[SUPPLIED MATERIAL]

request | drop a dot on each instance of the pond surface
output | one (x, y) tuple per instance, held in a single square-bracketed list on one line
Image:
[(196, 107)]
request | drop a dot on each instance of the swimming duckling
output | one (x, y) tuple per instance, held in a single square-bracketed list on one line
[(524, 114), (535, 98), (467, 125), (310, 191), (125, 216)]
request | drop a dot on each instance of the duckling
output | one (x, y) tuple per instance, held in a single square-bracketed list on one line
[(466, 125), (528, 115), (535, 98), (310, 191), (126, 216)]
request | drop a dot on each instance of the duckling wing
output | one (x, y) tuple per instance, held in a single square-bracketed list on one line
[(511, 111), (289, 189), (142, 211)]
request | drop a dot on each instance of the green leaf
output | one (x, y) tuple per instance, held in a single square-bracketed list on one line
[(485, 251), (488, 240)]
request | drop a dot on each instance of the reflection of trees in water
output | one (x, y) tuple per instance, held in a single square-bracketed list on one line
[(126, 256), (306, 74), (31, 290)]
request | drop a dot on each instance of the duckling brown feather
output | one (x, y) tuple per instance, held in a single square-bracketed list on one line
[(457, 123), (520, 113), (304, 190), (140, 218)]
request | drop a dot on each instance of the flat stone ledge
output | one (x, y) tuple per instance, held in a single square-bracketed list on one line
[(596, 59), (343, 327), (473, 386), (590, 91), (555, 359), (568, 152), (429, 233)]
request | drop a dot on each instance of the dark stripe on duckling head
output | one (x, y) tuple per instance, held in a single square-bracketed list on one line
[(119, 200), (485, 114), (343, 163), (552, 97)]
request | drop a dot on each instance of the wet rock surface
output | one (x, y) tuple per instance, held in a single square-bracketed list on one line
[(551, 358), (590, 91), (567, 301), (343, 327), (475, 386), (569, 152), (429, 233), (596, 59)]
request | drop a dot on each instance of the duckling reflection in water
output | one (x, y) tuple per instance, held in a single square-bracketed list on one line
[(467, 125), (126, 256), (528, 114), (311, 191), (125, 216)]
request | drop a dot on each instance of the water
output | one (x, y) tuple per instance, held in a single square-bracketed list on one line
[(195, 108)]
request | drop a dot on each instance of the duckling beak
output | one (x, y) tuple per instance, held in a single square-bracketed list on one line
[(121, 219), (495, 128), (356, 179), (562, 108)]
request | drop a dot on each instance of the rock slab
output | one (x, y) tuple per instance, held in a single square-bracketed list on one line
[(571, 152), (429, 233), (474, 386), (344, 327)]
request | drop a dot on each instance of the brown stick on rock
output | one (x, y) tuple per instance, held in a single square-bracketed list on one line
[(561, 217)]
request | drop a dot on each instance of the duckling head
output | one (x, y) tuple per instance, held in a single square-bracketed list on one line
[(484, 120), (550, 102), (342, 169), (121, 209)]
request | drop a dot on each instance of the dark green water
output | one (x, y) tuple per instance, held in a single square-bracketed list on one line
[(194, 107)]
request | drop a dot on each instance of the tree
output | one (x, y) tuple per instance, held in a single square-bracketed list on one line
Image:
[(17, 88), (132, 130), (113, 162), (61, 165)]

[/SUPPLIED MATERIAL]

DESCRIPTION OF THE TASK ▸ Only the lines from the opening of the material through the line with "request | drop a dot on each instance of the swimming" should be echoed, exactly as written.

RESULT OF THE TASK ▸
request | drop a dot on each instance of the pond surface
output | one (x, y) tuple per instance, held in a single square-bracketed list on one line
Image:
[(196, 107)]
request | drop a dot on each instance of the swimming duckling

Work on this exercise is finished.